Work order: Could you please retype all of the entries exactly as they appear?

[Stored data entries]
►

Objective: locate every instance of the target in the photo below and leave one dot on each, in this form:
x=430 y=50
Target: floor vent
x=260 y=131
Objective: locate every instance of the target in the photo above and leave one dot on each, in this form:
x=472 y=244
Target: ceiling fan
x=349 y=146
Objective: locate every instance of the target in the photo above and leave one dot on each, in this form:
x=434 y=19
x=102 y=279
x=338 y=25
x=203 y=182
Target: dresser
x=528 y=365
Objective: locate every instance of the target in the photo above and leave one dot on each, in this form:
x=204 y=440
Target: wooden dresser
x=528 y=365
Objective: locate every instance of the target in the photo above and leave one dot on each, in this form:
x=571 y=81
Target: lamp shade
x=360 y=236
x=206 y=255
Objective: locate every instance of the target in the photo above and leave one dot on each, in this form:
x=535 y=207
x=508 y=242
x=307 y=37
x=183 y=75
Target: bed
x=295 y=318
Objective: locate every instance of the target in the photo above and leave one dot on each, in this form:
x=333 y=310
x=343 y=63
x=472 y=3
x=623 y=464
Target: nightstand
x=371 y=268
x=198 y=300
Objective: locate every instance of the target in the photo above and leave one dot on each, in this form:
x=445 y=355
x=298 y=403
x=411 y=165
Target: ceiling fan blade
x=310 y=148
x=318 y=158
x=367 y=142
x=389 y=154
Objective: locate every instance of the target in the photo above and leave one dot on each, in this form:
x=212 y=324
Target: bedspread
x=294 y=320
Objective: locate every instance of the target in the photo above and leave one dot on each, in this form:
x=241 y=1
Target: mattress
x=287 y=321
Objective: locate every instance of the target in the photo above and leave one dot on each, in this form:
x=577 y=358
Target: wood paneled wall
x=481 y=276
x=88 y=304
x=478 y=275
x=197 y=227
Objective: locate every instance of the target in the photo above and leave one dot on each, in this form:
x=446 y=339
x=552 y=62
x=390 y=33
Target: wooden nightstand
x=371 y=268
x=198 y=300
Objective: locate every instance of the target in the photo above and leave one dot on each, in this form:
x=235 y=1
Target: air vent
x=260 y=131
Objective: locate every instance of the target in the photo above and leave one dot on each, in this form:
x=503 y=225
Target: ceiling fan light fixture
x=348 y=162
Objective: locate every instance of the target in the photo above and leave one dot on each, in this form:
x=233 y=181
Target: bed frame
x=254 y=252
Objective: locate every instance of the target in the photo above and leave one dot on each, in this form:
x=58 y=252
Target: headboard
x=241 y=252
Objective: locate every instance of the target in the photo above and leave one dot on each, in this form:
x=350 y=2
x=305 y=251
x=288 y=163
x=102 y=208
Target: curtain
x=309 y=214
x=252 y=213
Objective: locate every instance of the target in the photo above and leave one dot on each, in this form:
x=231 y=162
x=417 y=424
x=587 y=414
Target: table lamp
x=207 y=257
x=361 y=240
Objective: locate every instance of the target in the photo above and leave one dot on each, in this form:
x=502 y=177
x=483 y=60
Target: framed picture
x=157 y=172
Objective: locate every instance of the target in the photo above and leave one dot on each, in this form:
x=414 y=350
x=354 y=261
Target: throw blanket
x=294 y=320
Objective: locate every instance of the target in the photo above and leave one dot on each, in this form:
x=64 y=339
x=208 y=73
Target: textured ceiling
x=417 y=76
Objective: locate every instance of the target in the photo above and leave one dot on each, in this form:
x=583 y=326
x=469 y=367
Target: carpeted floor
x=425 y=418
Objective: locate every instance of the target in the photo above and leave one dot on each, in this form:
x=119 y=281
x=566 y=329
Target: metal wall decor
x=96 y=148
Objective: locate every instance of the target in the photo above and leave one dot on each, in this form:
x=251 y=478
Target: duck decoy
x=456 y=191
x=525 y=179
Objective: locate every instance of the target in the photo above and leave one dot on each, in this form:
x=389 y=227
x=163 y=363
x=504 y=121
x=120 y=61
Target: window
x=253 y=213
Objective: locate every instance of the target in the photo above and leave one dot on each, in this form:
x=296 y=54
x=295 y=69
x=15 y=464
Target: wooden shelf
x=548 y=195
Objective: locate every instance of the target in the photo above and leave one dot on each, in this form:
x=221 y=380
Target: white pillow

◄

Finished exercise:
Objective: locate every instance of the target in the photo below and leave one dot on each, in this form:
x=430 y=50
Target: floor vent
x=260 y=131
Objective: locate every instance of the target in the photo above and leave one dot on each, in this form:
x=472 y=244
Target: ceiling fan
x=349 y=146
Objective: locate every instance of the target in the photo above and leave one dot on each, in this form:
x=434 y=19
x=102 y=279
x=338 y=25
x=203 y=182
Target: dresser
x=528 y=365
Objective: locate every instance of the target in the photo above and leave one dot on each, in this form:
x=204 y=440
Target: wooden dresser
x=528 y=365
Objective: locate every instance of the target in the photo above and leave one dot on each, in this form:
x=571 y=81
Target: lamp shade
x=360 y=236
x=206 y=255
Objective: locate every instance of the target in the photo above and leave one dot on each, in this form:
x=535 y=207
x=508 y=242
x=307 y=37
x=183 y=75
Target: bed
x=295 y=318
Objective: locate every instance of the target in the photo above and leave one dot on each, in this form:
x=333 y=310
x=343 y=63
x=472 y=3
x=623 y=464
Target: nightstand
x=371 y=268
x=198 y=300
Objective: locate every instance of the target in the photo above and leave one dot on each, in this form:
x=445 y=355
x=298 y=403
x=411 y=165
Target: ceiling fan blade
x=310 y=148
x=318 y=158
x=367 y=142
x=389 y=154
Objective: locate every instance of the target in the photo above and leave one dot on each, in this form:
x=212 y=324
Target: bedspread
x=294 y=320
Objective: locate every instance of the target in the photo above and leave one dot on each, in this form:
x=241 y=1
Target: mattress
x=287 y=321
Objective: locate every instance of the target in the photo above and leave one dot on each, in this form:
x=577 y=358
Target: wood paneled wall
x=481 y=276
x=88 y=304
x=478 y=275
x=197 y=227
Objective: locate every instance of the target in the photo above and leave one dot on each, in this form:
x=446 y=339
x=552 y=62
x=390 y=33
Target: wooden nightstand
x=371 y=268
x=198 y=300
Objective: locate every instance of the target in the photo above and leave one dot on each, in this form:
x=235 y=1
Target: air vent
x=260 y=131
Objective: locate every instance of the target in the photo above and leave one dot on each, in this form:
x=503 y=225
Target: ceiling fan light fixture
x=348 y=162
Objective: locate every instance of the target in the photo above and leave one dot on each, in this form:
x=233 y=181
Target: bed frame
x=254 y=252
Objective: locate every instance of the target in the photo above and leave one dot on each, in this form:
x=58 y=252
Target: headboard
x=241 y=252
Objective: locate every instance of the target in the photo above and leave one dot on each, in this form:
x=350 y=2
x=305 y=251
x=288 y=163
x=102 y=208
Target: curtain
x=309 y=214
x=252 y=213
Objective: locate every instance of the target in the photo above and leave one dot on each, in this form:
x=231 y=162
x=417 y=424
x=587 y=414
Target: table lamp
x=207 y=257
x=361 y=240
Objective: locate every instance of the target in the photo above and leave one dot on each, in this form:
x=502 y=177
x=483 y=60
Target: framed picture
x=157 y=172
Objective: locate every instance of the target in the photo above and leave one dot on each, in this form:
x=414 y=350
x=354 y=261
Target: throw blanket
x=294 y=320
Objective: locate every instance of the target in the photo above and leave one dot on each, in this form:
x=64 y=339
x=208 y=73
Target: textured ceiling
x=417 y=76
Objective: locate every instance of the target in the photo above and leave one dot on each, in this form:
x=583 y=326
x=469 y=367
Target: carpeted floor
x=425 y=418
Objective: locate every instance of the target in the photo above and leave one dot on each, in this form:
x=119 y=281
x=566 y=329
Target: metal wall decor
x=96 y=148
Objective: locate every instance of the target in the photo above and leave one dot on each, in this form:
x=251 y=478
Target: duck decoy
x=456 y=191
x=525 y=179
Objective: locate every instance of the target in the photo above and leave one dot on each, in this form:
x=389 y=227
x=163 y=363
x=504 y=121
x=120 y=61
Target: window
x=253 y=213
Objective: locate every instance of the target in the photo above and leave one dot on each, in this form:
x=296 y=54
x=295 y=69
x=15 y=464
Target: wooden shelf
x=548 y=195
Objective: locate every instance of the target in the photo above and leave one dot on each, in this form:
x=221 y=380
Target: white pillow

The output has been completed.